● Por hacer
Responde con los datos del texto sobre el anacionalismo:
(a) ¿Quién acuñó el término "anacionalismo"?
(b) ¿En qué año escribió Lanti el Manifiesto de los anacionalistas?
(c) ¿Quién coordinó la Enciclopedia del nacionalismo de 1999?
##### Extracto de página #####
Del internacionalismo y de un cosmopolitismo radical, a principios del
siglo XX surgió el anacionalismo, una reacción del anarquismo frente a
la escalada bélica. Hoy pocos recuerdan este movimiento.
El término “anacionalismo” fue acuñado a principios del siglo XX por el activista anarquista Eugène Lanti (1879-1947) para designar un nuevo movimiento político que aspiraba a eliminar la nación no sólo como variable de la lucha internacional obrera, sino, aun más, como unidad básica de toda organización sociopolítica. Casi cien años más tarde apenas nadie recuerda aquel proyecto. Ni la Encyclopaedia of Nationalism (2000), coordinada por Athena S. Leoussi, ni la Enciclopedia del nacionalismo (1999), coordinada por Andrés de Blas Guerrero, incluyen la entrada “anacionalismo”.
Tampoco en los principales escritos teóricos sobre el nacionalismo (Ernst Gellner, Anthony D. Smith, Ellie Kedourie, Michael Billig o Eric Hobsbawm), ni siquiera en los estudios que preconizan el posnacionalismo (Jürgen Habermas, Pascale Casanova, Edward Said, Bernat Castany) se menciona una sola vez a Eugène Lanti o al anacionalismo. El objetivo de estas líneas es volver a poner en circulación un concepto que hoy se nos antoja necesario para aclarar y dinamizar algunos de los debates político-identitarios que nos ocupan estos días.
El anacionalismo fue un cosmopolitismo radical que se oponía tanto al nacionalismo burgués como al internacionalismo obrero, que había revelado sus insuficiencias durante la Primera Guerra Mundial. Así, en la primera parte del Manifiesto de los anacionalistas, escrito por Lanti en 1931, se acusa al internacionalismo obrero de reaccionario, puesto que la única lucha ventajosa para el proletariado es la lucha de clases, y no la lucha nacional, que no es más que un engaño de la burguesía para dividir al proletariado, cuando no una simple pérdida de tiempo y de energía.
Por si esto no fuese suficiente, el internacionalismo también será tildado de oportunista, por considerar que los dirigentes obreros internacionalistas se resisten a renunciar al paradigma nacional por miedo a que una organización anacional prescinda de ellos, en tanto que intermediarios entre las diversas facciones nacionales.
##### Filas almacenadas #####
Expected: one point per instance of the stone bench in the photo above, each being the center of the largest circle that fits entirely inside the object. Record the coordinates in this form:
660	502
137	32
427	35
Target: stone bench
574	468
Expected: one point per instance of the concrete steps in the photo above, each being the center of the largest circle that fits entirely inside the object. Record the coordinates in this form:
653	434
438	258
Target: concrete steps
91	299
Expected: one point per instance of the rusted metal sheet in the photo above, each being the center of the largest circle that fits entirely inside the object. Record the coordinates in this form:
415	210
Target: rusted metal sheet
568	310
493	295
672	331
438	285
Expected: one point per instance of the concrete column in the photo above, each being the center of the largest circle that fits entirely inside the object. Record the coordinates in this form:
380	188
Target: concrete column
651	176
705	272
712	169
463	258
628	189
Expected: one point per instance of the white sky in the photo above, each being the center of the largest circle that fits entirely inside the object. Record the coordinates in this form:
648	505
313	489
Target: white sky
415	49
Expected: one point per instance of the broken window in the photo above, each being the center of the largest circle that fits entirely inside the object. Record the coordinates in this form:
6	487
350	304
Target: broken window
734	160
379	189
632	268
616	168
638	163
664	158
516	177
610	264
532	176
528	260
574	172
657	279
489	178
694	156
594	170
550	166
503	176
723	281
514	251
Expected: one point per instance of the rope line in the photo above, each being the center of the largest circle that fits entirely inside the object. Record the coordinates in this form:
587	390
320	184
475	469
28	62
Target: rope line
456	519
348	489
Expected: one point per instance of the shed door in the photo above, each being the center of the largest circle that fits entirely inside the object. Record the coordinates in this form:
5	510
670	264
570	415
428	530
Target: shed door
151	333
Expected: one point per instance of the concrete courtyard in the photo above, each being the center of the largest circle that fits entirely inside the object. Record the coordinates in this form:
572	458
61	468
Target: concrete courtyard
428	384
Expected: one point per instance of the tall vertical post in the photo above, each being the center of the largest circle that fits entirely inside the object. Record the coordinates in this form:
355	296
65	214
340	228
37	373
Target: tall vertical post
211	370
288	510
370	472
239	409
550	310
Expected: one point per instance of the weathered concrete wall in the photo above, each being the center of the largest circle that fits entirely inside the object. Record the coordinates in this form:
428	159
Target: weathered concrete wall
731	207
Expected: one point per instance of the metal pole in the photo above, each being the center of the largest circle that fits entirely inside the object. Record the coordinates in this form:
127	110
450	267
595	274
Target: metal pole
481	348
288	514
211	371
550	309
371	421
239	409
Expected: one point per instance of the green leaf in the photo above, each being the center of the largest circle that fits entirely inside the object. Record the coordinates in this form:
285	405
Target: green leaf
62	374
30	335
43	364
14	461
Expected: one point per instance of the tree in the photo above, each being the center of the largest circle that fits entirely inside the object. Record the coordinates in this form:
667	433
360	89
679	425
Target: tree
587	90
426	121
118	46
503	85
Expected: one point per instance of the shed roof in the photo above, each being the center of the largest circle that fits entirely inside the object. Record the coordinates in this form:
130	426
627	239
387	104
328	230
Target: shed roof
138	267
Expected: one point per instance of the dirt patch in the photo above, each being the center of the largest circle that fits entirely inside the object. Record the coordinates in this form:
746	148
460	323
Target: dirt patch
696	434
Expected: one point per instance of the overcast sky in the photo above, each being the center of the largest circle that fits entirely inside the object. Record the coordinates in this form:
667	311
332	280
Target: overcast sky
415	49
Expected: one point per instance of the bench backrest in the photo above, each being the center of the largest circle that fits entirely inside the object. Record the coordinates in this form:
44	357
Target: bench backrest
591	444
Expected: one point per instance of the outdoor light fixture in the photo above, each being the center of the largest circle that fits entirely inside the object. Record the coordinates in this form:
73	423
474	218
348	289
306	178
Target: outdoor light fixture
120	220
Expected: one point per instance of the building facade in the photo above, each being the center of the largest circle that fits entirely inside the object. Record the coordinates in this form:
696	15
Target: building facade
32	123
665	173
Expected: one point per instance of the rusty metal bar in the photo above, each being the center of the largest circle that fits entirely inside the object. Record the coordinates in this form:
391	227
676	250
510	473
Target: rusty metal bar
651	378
#####
● La respuesta
(a) Eugène Lanti.
(b) En 1931.
(c) Andrés de Blas Guerrero.